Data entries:
☆ ☆ ☆ ☆ ☆ ☆ ☆
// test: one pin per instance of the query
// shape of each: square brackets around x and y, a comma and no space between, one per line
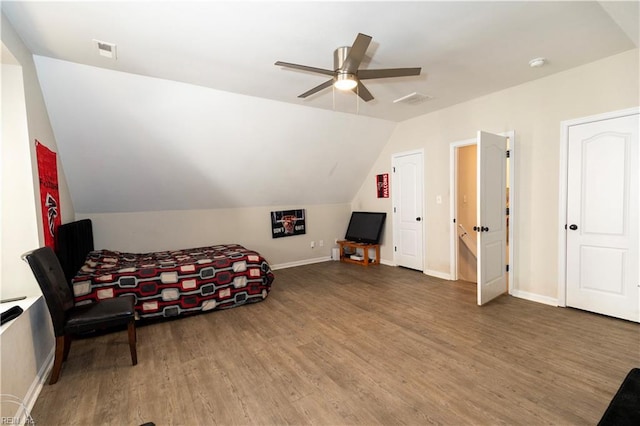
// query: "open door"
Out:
[491,228]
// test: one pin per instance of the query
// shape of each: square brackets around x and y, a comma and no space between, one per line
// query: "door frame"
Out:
[562,193]
[394,191]
[453,245]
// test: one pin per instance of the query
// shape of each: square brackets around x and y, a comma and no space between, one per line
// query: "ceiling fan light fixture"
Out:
[345,81]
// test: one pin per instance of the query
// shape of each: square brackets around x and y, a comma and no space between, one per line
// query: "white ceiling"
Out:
[465,49]
[194,114]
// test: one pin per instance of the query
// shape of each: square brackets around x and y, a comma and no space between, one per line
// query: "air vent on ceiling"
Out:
[106,49]
[413,99]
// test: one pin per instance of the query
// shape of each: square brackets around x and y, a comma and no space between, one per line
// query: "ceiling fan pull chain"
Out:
☆ ☆ ☆ ☆ ☆ ☆ ☆
■ **Task instructions**
Show every line of the data that includes the string "ceiling".

■ **Written response**
// query: "ceiling fan light fixture"
// query: "white ceiling"
// query: "air vent on ceiling"
// query: "ceiling fan pull chain"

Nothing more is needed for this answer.